* _Tasks to complete_
**a)** List every distinct calendar date that appears in the article on the suspension of Rudaw's licenses.
**b)** According to the article on the suspension of Rudaw's licenses, what reason did the regional government give for suspending the network's license?

* _Selected extract_

______________________________

An Asayish member stands near closed shops, as COVID-19 restrictions take effect on March 23, 2020, in Qamishli, Syria. On February 5, 2022, northeast Syrian authorities suspended Rudaw Media Network’s broadcast license, as well as all their employees' licenses. (Reuters/Rodi Said)

Northeast Syrian authorities assault Rudaw news crew, suspend network’s licenses

Washington, D.C., February 9, 2022 – Northeast Syrian authorities must reverse their suspension of Rudaw Media Network’s broadcast license and the license of all their employees, stop attacks and harassment of its staff, and allow all journalists to work freely and safely, the Committee to Protect Journalists said Wednesday.

On February 2, Asayish security forces harassed and discouraged the crew from covering a public funeral of 12 members of the Kurdish-led Syrian Democratic Forces, who were killed in a fight to repel an ISIS assault on January 15, in the northeastern city of Qamishli, in the Rojava region, an autonomous region in northeastern Syria, according to a report by Rudaw.

After the funeral, one crew member was harassed by Asayish security forces, and two other crew members were abducted and beaten by an unknown group, according to the Rudaw report.

On February 5, the Autonomous Administration of North and East Syria—the regional government—announced that it was suspending Rudaw Media Network’s license to operate in northeastern Syria (Rojava), claiming the network spreads “hate and misinformation,” Rudaw reported. The administration also withdrew the licenses of all Rudaw employees, according to the report. Rudaw issued a statement on February 6 condemning the decision.

______________________________

* _Record set_
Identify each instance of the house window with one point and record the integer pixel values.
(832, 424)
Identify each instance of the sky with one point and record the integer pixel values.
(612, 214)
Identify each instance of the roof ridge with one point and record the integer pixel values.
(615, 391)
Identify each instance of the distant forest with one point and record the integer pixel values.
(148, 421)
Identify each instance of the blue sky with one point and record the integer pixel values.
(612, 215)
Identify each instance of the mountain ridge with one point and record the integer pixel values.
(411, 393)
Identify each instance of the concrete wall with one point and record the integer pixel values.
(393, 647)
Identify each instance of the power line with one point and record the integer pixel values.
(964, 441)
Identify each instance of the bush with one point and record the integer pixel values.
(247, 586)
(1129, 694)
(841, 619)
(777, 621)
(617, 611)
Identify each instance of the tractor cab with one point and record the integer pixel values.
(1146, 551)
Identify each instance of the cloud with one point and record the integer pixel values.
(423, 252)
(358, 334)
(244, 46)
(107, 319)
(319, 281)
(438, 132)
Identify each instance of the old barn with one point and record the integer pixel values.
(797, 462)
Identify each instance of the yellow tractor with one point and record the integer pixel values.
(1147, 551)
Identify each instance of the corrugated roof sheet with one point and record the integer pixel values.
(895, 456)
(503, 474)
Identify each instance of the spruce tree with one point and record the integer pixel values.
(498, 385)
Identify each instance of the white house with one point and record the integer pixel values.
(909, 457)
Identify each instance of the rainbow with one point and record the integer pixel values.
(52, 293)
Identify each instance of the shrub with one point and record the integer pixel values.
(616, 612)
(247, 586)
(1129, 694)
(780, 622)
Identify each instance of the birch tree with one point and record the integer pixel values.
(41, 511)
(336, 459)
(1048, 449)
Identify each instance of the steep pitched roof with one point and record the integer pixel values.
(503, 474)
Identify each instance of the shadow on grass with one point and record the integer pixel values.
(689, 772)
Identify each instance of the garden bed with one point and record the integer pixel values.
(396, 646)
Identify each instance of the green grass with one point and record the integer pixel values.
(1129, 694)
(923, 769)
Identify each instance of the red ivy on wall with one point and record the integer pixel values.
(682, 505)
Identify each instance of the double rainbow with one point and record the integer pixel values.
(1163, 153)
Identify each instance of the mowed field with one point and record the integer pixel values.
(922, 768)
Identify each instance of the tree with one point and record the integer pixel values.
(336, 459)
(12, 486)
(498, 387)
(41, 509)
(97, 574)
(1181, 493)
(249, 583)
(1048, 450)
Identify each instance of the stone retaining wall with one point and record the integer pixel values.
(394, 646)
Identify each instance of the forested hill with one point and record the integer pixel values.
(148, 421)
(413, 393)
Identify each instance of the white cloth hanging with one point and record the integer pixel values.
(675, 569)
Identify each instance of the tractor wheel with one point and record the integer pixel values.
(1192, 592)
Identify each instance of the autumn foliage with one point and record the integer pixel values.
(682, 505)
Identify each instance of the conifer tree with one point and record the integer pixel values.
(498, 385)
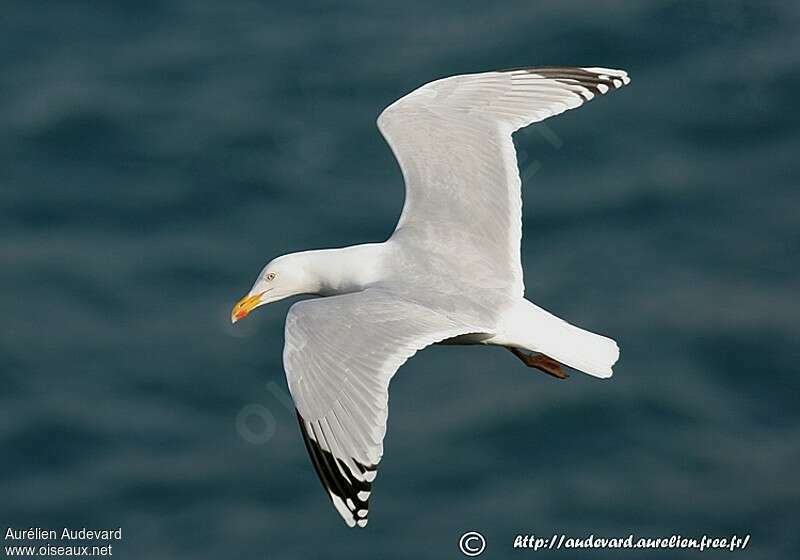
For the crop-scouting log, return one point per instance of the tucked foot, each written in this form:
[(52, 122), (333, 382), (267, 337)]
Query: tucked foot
[(541, 362)]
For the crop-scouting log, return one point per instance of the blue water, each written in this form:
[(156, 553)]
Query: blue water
[(155, 154)]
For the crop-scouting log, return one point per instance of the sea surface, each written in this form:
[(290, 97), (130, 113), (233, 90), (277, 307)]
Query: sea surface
[(154, 155)]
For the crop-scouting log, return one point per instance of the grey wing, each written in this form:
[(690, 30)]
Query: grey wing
[(452, 139), (340, 354)]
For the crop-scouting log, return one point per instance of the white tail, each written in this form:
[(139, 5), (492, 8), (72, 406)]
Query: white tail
[(532, 328)]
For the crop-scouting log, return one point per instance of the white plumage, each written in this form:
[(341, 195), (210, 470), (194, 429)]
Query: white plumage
[(451, 271)]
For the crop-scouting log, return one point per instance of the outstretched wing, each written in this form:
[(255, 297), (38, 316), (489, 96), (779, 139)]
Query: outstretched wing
[(452, 139), (340, 354)]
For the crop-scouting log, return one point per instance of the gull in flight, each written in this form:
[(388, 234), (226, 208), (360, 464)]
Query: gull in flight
[(450, 273)]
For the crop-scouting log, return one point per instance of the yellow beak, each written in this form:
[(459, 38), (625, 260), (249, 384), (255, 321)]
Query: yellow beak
[(245, 306)]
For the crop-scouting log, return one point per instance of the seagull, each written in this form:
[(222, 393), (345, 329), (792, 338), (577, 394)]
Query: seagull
[(450, 273)]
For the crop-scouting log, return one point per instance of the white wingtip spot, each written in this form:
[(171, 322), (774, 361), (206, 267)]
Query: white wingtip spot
[(343, 511)]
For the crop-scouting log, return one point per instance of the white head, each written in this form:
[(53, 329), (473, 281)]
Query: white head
[(283, 277)]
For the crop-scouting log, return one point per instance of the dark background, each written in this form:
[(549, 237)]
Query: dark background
[(154, 155)]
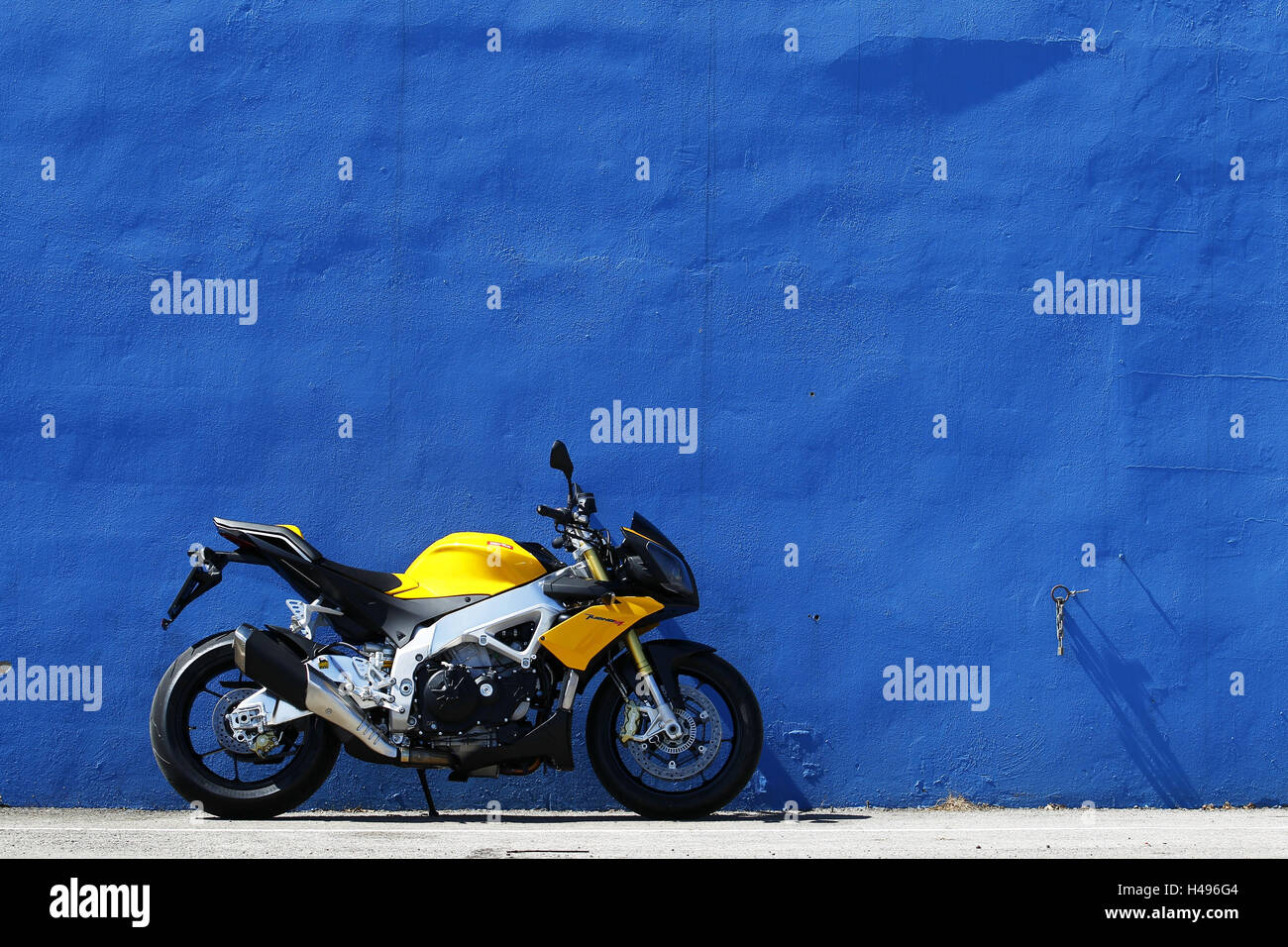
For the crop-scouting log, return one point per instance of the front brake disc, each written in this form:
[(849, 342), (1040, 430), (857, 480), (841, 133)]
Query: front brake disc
[(697, 746)]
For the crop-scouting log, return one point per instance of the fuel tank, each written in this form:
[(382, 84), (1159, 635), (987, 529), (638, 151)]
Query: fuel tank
[(468, 564)]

______________________________

* _Task responses_
**a)** March 23, 2020; February 5, 2022; February 9, 2022; February 2; January 15; February 6

**b)** It claimed the network spreads "hate and misinformation."